Passage
╭──
In an earlier post I mentioned


HiSocietyPoodle said:


> Yes, dogs can have an Gluten Intolerance.... The symptoms in dogs are very much like people. *Symptoms include vomiting, diarrhea, skin lesions, weakness and fatigue and a bloated stomach. *Watch how a dog behaves after it eats. Is it sluggish? Bloated? Sometime constipation like IBS... It may have a gluten intolerance. The diarrhea is foul smelling, and/or the stool can be pale in color...... It is essentially an intolerance to gluten (found in *wheat, rye, barley and oats, * (and sometimes corn) .....


You might notice only one or two of these symptoms in your Poodle and not all of them. They don't need to have *all *the symptom for them to be reactive to Gluten.

Doctors have reported that 97% of people have not been diagnosed that really do have Celiac. And, here is a caveat you can have a gluten intolerance and not have Celiac Disease; you can just be relative to it. I have found this to be true in my Poodles.


----------



## HiSocietyPoodle (May 2, 2010)

*Is It Really Gluten Free Dog Food? -- YouTube*

I found these wonderful videos on YouTube. They are worth watching.

Testing for Gluten Free dog food. Video 1





Testing for Gluten Free dog food. Video 2





Testing for Gluten Free dog food. Video 3





This is her site. GlutenFreeFox


----------



## HiSocietyPoodle (May 2, 2010)

*Safe Gluten Free Poodle Food*

This is the dog food that the Gluten Free Fox is testing in the above #3 video that is a SAFE GLUTEN FREE FOOD.

primalpetfoods.com


----------



## HiSocietyPoodle (May 2, 2010)

*Gluten Free Poodle Food testing*

*RebeccaandHolly* -- Thanks for posting about "Taste of the Wild". Yes it appears to be Gluten/Grain Free.

My dad switched Goomba's food from Nutro to Taste of the Wild this week. Goomba loves it. :eating:

As soon as I finish the bag I have been feeding Guido I'm going to switch him also. I haven't made up my mind I'm thinking Natures Variety Raw or Primal Raw. I posted video's earlier from the Gluten Free Fox she found Primal Raw is safe. The video's are worth watching and visiting her site. 

She tested several brands that claim to be Grain free/Gluten free but really aren't. 

CORE by Wellness claims to be grain free, but when she tested it,* it wasn't Gluten free*. 


Orijen Pet Food also *is not Gluten free* when she tested it. 

Flint River Ranch is *not Gluten free*. When I read the ingredients it has whole wheat listed. 


She found *Primal Raw is safe Gluten free*.
PRIMAL

She found *Newman's Own CANNED WET DOG FOOD is safe Gluten free*.
NEWMAN'S only wet can food is safe gluten free. *Not the dry food.*


----------



## Spencer (Oct 7, 2009)

Our big boys ate Wellness for awhile. They didn't do very good on it, so we switched. Sadly, our big boys did better on Iams (bad month!) than they did the CORE.

I was happily feeding TQ Taste of the Wild. She does great on it, her poops are teeeny, and she gobbles it up. However, something about it is too rich for the poodle, and he gets sick and refuses to eat it when it is given to him. Sadly, the brand that makes Taste of the Wild (and Evo, Innova, & California Naturals) sold out to Procter & Gamble a few weeks ago, so more than likely, the formula will change. And if not the formula, the quality of the ingredients.
╰──
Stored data
╭──
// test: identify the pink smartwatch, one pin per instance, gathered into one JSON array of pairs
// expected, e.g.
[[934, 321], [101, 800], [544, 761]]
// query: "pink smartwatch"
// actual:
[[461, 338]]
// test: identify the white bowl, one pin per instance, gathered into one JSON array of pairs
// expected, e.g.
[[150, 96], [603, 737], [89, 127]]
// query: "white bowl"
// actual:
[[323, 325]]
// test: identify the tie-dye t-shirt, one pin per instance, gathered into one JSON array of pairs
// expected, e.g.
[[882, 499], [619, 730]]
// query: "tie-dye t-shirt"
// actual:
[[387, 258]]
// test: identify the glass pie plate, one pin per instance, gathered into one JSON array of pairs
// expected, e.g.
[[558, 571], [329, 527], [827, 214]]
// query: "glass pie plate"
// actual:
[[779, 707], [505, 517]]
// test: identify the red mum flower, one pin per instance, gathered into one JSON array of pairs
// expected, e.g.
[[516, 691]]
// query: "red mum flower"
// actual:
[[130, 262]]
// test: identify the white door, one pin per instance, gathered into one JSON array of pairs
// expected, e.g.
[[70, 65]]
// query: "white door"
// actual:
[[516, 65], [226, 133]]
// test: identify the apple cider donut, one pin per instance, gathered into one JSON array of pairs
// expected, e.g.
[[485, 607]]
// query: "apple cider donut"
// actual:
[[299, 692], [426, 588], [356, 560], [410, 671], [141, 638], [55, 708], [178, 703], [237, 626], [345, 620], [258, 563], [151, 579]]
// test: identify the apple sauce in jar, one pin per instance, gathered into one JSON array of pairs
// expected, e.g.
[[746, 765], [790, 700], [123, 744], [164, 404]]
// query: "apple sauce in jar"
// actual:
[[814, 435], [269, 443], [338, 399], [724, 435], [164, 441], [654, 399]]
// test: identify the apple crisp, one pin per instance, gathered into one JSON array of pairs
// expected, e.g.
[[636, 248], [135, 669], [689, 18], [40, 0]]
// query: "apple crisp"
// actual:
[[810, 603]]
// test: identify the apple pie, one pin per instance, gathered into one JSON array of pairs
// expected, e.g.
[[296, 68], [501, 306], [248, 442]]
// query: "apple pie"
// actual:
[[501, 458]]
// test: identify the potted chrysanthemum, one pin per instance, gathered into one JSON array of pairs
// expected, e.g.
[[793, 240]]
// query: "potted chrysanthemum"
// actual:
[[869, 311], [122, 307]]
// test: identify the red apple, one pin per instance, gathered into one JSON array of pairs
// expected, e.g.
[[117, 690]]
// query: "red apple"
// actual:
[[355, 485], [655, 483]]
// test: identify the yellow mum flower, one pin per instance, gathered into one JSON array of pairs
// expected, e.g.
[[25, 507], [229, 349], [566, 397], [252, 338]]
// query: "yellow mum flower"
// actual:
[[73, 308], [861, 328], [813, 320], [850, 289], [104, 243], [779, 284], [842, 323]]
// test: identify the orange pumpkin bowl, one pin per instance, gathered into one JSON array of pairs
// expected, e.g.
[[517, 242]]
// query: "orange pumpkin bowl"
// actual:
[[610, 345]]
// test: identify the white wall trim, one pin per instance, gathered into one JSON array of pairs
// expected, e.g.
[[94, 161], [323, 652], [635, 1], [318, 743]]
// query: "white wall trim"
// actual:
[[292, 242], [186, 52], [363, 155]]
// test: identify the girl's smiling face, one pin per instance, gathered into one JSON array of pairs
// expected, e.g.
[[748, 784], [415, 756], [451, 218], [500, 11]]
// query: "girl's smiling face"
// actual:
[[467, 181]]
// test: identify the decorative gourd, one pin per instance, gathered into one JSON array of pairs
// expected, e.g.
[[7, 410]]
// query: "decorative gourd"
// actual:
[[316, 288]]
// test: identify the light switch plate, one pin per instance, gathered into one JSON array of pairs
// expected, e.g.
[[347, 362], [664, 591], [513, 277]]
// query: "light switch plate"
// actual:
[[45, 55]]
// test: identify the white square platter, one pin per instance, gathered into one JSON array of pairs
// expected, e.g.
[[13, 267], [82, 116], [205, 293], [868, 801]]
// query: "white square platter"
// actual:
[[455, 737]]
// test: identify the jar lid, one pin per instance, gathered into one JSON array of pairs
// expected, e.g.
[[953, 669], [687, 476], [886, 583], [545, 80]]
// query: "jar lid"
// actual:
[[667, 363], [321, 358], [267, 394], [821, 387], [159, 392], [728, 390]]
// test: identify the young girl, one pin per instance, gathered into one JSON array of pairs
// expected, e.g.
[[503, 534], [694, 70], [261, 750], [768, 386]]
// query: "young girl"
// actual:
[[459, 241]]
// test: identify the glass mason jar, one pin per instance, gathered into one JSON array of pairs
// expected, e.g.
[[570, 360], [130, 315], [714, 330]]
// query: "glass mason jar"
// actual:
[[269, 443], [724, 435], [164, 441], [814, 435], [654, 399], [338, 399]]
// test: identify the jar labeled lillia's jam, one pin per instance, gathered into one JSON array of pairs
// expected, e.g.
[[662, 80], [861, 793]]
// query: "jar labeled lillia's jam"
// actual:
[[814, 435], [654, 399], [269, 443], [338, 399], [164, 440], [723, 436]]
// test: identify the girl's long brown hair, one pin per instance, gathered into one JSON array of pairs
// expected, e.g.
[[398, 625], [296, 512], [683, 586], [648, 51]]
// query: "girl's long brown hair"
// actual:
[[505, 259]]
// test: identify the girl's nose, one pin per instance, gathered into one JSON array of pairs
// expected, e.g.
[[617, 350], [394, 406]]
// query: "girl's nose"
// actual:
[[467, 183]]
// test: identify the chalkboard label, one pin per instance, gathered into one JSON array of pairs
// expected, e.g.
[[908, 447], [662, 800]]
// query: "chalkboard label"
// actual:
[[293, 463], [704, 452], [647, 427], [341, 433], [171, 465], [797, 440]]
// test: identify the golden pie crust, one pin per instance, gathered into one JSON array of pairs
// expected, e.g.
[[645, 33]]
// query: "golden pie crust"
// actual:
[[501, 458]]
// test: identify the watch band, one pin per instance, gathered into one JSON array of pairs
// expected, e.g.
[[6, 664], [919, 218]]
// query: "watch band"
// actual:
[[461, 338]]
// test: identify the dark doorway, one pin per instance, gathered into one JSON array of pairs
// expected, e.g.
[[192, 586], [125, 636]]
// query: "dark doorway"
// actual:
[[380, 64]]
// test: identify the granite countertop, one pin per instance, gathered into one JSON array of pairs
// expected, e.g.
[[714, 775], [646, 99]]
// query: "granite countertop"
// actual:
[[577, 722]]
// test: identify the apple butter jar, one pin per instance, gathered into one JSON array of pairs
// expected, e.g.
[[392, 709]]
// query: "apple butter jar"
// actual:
╰──
Questions to answer
- A) Translate this sentence from the gluten-free dog food thread into Spanish: "She tested several brands that claim to be Grain free/Gluten free but really aren't."
- B) Write what comes next in the gluten-free dog food thread, picking up after its final sentence.

Replies
- A) Probó varias marcas que dicen ser sin granos/sin gluten, pero en realidad no lo son.

- B)
Has anyone ever fed Flint River Ranch? It looks good! All the reviews I'm finding are stellar, however... in the right uneducated place, I'm sure I could find AWESOME reviews of Beneful.


----------



## HiSocietyPoodle (May 2, 2010)

*Beneful is not Gluten Free*

Beneful® Original dry dog food or any of their products are *NOT GLUTEN FREE*.

INGREDIENTS:

Ground yellow corn, chicken by-product meal, corn gluten meal,* whole wheat flou*r, animal fat preserved with mixed-tocopherols (form of Vitamin E), rice flour, beef, soy flour, sugar, propylene glycol, meat and bone meal, tricalcium phosphate, phosphoric acid, salt, water, animal digest, sorbic acid (a preservative), potassium chloride, dried carrots, dried peas, calcium propionate (a preservative), L-Lysine monohydrochloride, choline chloride, added color (Red 40, Yellow 5, Yellow 6, Blue 2), DL-Methionine, Vitamin E supplement, zinc sulfate, ferrous sulfate, manganese sulfate, niacin, Vitamin A supplement, calcium carbonate, copper sulfate, Vitamin B-12 supplement, calcium pantothenate, thiamine mononitrate, garlic oil, pyridoxine hydrochloride, riboflavin supplement, Vitamin D-3 supplement, menadione sodium bisulfite complex (source of Vitamin K activity), calcium iodate, folic acid, biotin, sodium selenite.

To save space I'm not going to post the ingredient list for their Healthy Weight, Playful Life™, Healthy Radiance®, Healthy Harvest, Healthy Growth for Puppies, or any of their other product because they ALL CONTAIN GLUTEN and are NOT SAFE for a gluten free diet.

I'm so so sorry to say if you knew what was in *'chicken by-product meal"* you wouldn't feed it to your dog. I will post about that later. But simply chicken by product is anything from road kill (yes road-kill), to feathers, chicken feet and beaks, bones, rancid meat, carcasses, intestines, and more bad stuff like diseased meat or rancid restaurant grease. Its too long to list here but you get the idea.

*Spencer *-- Thanks for the info on the company that make "Taste of the Wild".


----------



## HiSocietyPoodle (May 2, 2010)

*The Honest Kitchen is a safe GLUTEN Free Poodle food*

*Evik* -- Posted a thread about Monti being sick. The Vet put him on a Gluten free food called the honest kitchen. 

Here is their web site... thehonestkitchen.com/products/


----------



## Evik (Sep 2, 2009)

HiSocietyPoodle said:


> *Evik* -- Posted a thread about Monti being sick. The Vet put him on a Gluten free food called the honest kitchen.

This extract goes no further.